# GOAL
Repeat exactly the lines from the one containing "[outline] residential house, per instance" through the last line of the records below, both included, and nothing else.

== INPUT DATA ==

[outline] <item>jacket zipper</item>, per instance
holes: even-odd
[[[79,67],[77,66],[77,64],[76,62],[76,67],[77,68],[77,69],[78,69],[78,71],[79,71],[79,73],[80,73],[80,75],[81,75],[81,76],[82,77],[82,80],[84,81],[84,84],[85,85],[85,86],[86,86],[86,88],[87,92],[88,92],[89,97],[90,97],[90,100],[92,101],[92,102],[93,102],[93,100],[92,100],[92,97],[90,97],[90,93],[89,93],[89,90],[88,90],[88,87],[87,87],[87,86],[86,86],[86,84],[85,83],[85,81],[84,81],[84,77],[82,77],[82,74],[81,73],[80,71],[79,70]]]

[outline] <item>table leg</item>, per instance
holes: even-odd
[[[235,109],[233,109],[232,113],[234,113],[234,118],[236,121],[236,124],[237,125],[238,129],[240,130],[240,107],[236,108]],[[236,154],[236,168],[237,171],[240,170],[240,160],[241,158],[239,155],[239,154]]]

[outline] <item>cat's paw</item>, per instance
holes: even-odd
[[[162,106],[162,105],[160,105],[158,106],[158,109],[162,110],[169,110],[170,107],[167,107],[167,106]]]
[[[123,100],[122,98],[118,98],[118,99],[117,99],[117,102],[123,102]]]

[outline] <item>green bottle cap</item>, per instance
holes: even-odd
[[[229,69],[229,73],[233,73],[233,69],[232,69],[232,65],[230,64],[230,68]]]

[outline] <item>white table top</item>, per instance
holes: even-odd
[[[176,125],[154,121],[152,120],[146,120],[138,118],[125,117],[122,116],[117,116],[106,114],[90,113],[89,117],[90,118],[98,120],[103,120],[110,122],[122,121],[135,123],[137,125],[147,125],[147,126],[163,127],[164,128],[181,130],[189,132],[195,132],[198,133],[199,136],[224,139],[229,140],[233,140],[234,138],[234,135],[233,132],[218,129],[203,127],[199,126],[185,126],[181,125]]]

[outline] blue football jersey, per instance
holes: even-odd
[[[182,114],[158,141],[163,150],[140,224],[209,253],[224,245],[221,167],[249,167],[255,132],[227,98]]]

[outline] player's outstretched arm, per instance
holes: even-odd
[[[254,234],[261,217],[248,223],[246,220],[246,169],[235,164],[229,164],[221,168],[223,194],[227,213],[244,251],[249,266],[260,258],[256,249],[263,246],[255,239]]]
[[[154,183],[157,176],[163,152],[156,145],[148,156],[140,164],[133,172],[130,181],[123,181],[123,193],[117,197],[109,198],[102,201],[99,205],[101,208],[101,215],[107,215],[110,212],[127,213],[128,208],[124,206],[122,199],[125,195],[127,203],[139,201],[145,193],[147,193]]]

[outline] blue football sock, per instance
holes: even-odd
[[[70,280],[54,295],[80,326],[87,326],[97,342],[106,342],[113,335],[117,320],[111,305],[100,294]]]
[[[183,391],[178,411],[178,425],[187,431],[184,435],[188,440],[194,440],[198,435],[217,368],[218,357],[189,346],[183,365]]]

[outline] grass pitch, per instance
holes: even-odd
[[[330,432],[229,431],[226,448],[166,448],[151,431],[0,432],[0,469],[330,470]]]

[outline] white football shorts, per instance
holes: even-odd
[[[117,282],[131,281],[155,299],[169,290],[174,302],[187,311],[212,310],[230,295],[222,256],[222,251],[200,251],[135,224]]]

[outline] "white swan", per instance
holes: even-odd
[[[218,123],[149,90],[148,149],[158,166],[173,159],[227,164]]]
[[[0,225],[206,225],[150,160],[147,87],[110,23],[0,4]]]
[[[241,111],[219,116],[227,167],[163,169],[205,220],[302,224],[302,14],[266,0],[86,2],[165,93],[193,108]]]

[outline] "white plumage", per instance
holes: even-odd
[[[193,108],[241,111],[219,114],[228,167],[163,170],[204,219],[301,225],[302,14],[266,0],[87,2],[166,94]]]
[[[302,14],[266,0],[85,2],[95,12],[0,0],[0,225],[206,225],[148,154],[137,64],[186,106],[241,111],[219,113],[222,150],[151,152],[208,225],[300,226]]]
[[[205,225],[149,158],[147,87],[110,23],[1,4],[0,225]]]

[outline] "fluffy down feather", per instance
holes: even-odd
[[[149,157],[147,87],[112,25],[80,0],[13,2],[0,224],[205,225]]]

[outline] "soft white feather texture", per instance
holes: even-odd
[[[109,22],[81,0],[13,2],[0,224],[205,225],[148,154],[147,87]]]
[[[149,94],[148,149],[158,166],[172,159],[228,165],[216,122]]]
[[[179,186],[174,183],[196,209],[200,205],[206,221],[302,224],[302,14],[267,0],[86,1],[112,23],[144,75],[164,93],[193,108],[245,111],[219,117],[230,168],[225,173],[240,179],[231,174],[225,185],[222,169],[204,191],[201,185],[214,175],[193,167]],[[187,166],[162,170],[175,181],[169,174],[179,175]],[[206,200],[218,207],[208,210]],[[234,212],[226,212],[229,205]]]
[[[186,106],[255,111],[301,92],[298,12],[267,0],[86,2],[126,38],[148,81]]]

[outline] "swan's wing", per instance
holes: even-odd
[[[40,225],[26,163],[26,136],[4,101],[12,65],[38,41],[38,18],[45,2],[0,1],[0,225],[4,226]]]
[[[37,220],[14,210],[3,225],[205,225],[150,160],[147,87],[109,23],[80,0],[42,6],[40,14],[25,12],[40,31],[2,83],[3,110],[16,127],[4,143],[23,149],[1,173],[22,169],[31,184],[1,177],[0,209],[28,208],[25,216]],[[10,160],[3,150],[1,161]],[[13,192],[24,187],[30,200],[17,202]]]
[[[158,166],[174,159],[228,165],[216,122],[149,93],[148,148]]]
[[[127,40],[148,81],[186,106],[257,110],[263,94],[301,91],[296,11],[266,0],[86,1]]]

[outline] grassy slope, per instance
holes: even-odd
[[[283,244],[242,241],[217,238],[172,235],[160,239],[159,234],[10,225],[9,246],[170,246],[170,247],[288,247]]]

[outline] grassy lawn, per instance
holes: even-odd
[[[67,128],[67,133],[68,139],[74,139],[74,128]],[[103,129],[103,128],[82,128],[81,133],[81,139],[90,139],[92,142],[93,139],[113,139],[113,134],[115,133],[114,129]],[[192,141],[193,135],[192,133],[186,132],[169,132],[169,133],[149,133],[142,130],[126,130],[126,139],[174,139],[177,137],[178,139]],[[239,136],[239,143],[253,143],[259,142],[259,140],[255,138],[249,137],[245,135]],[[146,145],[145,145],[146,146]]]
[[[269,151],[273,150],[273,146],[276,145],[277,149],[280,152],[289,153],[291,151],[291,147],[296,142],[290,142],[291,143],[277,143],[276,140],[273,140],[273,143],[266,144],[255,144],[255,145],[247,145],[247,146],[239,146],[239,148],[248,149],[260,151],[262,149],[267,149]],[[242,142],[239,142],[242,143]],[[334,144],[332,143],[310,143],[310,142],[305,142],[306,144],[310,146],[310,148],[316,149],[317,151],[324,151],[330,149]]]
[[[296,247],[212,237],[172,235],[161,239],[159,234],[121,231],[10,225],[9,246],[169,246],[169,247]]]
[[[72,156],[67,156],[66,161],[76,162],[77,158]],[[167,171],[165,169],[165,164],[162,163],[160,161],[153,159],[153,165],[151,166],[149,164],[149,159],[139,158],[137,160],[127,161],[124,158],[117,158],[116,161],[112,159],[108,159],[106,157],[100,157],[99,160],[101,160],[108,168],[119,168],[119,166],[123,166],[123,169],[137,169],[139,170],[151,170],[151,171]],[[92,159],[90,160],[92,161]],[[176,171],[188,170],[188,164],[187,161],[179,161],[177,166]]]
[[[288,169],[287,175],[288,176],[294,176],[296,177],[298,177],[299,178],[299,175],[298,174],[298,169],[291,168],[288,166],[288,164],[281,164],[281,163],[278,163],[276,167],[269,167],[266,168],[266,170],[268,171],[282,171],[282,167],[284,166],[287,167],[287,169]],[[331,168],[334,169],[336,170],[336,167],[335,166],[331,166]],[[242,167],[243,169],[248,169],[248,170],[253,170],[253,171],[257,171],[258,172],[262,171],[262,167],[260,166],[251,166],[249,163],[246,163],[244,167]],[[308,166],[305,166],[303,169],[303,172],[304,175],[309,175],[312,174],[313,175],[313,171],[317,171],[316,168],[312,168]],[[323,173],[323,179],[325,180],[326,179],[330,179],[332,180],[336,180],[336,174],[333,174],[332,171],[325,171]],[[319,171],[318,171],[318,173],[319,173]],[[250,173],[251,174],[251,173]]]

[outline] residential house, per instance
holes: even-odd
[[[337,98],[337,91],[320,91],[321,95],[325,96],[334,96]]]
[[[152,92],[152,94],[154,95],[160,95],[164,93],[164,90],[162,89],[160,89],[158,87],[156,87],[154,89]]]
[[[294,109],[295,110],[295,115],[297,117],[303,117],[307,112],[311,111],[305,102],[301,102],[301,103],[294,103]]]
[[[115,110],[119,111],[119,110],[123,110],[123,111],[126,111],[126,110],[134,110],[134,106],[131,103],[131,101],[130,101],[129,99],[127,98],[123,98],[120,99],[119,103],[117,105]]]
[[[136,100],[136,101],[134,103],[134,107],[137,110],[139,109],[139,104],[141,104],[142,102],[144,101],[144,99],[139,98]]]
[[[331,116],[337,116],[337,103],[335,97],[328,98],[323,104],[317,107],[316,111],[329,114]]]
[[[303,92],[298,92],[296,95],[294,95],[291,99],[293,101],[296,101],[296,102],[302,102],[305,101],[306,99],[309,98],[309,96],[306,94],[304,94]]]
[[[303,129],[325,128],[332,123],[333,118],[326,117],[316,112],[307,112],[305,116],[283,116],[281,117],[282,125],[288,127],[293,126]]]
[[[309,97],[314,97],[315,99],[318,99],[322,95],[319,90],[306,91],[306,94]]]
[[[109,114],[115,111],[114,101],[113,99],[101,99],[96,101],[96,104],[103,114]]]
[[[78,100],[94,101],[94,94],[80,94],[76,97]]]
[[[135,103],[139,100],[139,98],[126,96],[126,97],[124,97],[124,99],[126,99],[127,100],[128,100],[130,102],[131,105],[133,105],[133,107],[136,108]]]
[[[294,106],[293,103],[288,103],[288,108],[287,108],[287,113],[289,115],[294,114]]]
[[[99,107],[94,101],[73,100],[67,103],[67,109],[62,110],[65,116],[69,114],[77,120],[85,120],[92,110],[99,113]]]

===

# EXERCISE OUTPUT
[outline] residential house, per instance
holes: even-odd
[[[337,98],[337,91],[320,91],[321,95],[325,96],[334,96]]]
[[[152,92],[152,94],[154,95],[160,95],[164,93],[164,90],[162,89],[160,89],[158,87],[156,87],[154,89]]]
[[[294,109],[295,110],[295,115],[297,117],[303,117],[307,112],[311,111],[305,102],[301,102],[301,103],[294,103]]]
[[[115,110],[119,111],[119,110],[123,110],[123,111],[126,111],[126,110],[134,110],[134,106],[131,103],[131,101],[130,101],[129,99],[127,98],[123,98],[120,99],[119,103],[117,105]]]
[[[136,100],[136,101],[134,103],[134,107],[137,110],[139,109],[139,104],[141,104],[142,102],[144,101],[144,99],[139,98]]]
[[[331,116],[337,116],[337,103],[335,97],[328,98],[323,104],[317,107],[316,111],[329,114]]]
[[[303,92],[298,92],[296,95],[294,95],[291,99],[293,101],[296,101],[296,102],[302,102],[305,101],[306,99],[309,98],[309,96],[306,94],[304,94]]]
[[[303,129],[325,128],[332,123],[333,118],[326,117],[316,112],[307,112],[305,116],[283,116],[281,117],[282,125],[288,127],[293,126]]]
[[[309,97],[314,97],[315,99],[318,99],[322,95],[319,90],[306,91],[306,94]]]
[[[109,114],[115,111],[114,101],[113,99],[101,99],[96,101],[96,104],[103,114]]]
[[[78,100],[94,101],[94,94],[80,94],[76,97]]]
[[[135,103],[139,100],[139,98],[126,96],[126,97],[124,97],[124,99],[126,99],[127,100],[128,100],[130,102],[131,105],[133,105],[133,107],[136,108]]]
[[[294,106],[293,103],[288,103],[288,108],[287,108],[287,113],[289,115],[294,114]]]
[[[99,107],[94,101],[73,100],[67,103],[67,109],[62,110],[65,116],[69,114],[77,120],[85,120],[92,110],[99,113]]]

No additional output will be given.